Problem statement —
In the entries that follow, the lines from the one with "locate object=safety chain" through the one with "locate object=orange hard hat" are the ones to write out, exactly and with both ends included. Nothing else should appear.

** Opening Supplied data block **

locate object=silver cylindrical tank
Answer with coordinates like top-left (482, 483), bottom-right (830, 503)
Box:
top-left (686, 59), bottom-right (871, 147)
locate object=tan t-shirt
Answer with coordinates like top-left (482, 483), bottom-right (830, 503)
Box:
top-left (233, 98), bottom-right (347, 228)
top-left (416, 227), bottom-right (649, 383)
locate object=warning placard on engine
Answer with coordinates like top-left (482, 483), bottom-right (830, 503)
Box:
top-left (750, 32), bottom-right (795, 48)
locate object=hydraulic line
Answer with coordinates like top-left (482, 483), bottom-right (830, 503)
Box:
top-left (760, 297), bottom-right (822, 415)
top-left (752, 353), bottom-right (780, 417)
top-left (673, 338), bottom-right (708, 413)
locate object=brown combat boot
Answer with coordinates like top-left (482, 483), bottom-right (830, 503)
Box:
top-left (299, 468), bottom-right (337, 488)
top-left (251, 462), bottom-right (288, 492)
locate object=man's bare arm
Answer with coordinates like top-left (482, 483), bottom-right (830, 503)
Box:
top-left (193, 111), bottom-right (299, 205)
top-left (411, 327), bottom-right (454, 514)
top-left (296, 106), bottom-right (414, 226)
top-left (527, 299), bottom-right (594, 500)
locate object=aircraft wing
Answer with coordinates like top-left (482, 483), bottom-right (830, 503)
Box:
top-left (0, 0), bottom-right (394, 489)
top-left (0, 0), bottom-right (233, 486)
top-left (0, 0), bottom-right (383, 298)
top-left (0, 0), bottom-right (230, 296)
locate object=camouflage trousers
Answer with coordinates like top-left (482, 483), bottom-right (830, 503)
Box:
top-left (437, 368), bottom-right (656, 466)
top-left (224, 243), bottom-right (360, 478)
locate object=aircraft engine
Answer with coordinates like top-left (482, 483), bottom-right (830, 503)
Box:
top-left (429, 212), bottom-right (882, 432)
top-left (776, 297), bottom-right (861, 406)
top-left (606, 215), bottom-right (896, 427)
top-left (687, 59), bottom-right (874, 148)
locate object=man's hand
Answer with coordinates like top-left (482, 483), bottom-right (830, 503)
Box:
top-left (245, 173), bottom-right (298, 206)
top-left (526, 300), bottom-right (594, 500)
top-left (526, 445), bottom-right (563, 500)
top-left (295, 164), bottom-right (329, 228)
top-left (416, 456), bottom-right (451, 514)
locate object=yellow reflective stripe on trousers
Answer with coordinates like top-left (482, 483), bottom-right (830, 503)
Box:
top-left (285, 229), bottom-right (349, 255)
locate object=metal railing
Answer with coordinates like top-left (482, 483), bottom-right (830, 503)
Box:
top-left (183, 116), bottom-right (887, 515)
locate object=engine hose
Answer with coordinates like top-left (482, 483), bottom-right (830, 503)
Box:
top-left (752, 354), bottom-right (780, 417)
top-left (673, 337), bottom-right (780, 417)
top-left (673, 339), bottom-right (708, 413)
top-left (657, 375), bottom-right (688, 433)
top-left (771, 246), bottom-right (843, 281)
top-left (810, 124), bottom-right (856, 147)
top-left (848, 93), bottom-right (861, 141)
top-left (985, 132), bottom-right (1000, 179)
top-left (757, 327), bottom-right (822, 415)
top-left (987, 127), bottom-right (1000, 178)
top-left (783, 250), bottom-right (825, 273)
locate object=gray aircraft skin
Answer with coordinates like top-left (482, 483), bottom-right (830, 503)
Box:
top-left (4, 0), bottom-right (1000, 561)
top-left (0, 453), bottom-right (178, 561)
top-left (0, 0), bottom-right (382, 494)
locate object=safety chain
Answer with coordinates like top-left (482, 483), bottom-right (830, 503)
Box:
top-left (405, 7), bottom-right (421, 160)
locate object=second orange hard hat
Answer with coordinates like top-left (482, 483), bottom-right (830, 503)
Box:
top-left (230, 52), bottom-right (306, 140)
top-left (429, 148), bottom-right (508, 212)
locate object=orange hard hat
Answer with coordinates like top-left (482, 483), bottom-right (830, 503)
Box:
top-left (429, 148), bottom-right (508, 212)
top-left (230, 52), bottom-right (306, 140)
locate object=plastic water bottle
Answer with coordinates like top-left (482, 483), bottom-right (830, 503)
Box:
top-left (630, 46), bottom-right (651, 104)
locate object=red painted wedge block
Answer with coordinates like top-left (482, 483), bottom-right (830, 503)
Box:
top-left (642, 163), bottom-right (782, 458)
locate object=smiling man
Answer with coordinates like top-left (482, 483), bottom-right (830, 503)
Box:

** Closing Supplied data block **
** Opening Supplied data block **

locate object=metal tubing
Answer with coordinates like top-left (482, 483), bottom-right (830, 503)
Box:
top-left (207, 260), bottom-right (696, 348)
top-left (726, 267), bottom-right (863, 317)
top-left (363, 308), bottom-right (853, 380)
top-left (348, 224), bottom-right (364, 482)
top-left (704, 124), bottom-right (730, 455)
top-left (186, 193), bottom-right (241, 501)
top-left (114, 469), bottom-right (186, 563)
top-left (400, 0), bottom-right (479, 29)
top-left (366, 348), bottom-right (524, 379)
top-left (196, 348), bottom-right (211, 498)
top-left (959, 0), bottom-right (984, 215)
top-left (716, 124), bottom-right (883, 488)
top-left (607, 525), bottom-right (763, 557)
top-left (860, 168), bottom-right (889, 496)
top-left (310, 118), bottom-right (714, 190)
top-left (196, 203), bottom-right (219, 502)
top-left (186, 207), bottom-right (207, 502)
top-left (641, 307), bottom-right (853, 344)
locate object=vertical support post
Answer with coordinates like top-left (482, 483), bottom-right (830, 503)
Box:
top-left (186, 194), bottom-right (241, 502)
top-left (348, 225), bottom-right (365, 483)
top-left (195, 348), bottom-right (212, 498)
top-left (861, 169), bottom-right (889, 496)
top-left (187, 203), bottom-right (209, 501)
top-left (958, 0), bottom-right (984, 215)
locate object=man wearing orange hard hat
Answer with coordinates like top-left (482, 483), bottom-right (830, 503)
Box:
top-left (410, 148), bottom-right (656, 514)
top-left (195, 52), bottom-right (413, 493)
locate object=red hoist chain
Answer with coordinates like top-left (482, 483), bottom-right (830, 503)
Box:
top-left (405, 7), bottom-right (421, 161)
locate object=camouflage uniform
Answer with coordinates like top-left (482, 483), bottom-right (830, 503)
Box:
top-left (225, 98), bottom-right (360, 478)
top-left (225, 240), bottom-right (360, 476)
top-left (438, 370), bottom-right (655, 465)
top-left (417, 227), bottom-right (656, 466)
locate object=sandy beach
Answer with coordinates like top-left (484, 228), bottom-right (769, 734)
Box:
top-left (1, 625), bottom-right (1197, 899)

** Closing Supplied data block **
** Opening Supplied data block **

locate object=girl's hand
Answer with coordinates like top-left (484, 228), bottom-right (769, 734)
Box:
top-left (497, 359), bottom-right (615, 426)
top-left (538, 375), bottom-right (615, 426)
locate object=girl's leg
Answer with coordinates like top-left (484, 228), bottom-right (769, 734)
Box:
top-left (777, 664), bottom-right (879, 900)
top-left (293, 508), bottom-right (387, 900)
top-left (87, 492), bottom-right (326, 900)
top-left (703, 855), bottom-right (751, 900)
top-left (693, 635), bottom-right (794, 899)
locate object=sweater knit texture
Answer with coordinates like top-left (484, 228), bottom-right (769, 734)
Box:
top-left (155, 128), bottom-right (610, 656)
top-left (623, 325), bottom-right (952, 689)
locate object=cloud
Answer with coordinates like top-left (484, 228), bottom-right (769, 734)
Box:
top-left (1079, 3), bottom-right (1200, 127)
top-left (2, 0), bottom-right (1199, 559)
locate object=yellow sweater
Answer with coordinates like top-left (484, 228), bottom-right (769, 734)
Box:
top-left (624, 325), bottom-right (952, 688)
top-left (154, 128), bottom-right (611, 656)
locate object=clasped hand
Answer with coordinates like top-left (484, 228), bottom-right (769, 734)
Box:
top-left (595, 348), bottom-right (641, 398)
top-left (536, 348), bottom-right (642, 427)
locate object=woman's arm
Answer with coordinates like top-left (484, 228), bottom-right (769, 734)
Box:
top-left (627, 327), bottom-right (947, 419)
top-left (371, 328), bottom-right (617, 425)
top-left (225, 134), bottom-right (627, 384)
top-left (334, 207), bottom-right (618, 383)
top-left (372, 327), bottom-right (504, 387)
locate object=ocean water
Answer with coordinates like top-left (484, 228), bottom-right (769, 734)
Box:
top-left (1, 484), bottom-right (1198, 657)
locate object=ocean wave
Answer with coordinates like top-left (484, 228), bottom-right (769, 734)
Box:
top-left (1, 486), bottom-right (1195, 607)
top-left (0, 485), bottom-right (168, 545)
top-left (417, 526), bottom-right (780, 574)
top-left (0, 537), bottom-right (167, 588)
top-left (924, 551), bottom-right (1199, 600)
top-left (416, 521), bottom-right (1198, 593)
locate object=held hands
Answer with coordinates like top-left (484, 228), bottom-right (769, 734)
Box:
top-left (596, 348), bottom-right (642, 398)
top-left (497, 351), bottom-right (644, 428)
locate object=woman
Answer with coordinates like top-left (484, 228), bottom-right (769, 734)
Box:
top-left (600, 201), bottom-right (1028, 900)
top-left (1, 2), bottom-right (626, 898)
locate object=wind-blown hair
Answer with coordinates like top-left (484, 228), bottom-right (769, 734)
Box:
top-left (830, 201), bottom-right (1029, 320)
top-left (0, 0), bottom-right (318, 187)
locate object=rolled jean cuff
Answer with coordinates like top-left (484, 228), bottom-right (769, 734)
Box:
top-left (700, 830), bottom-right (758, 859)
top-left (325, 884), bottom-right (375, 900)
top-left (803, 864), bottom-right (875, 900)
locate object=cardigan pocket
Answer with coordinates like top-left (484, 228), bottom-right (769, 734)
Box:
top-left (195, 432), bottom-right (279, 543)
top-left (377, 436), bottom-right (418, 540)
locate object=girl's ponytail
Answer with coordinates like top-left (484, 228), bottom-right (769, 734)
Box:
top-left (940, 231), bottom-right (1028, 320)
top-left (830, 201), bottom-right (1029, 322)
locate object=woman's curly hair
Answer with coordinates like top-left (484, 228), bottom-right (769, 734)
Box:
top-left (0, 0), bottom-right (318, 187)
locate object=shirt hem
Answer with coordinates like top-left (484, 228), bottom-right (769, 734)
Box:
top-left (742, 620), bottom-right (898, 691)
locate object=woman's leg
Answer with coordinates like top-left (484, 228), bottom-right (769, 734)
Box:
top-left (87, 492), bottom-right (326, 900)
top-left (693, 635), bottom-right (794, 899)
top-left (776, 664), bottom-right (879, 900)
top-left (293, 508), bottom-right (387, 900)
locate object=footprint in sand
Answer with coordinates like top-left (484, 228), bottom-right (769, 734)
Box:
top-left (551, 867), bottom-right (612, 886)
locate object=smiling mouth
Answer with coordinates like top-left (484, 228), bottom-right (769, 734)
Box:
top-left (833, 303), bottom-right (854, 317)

** Closing Supplied data block **

Answer box —
locate object=safety chain
Answer with coordinates like top-left (482, 483), bottom-right (830, 503)
Box:
top-left (405, 7), bottom-right (421, 160)
locate object=second orange hard hat
Answer with coordinates like top-left (482, 483), bottom-right (830, 503)
Box:
top-left (230, 52), bottom-right (306, 140)
top-left (429, 148), bottom-right (508, 212)
locate object=orange hard hat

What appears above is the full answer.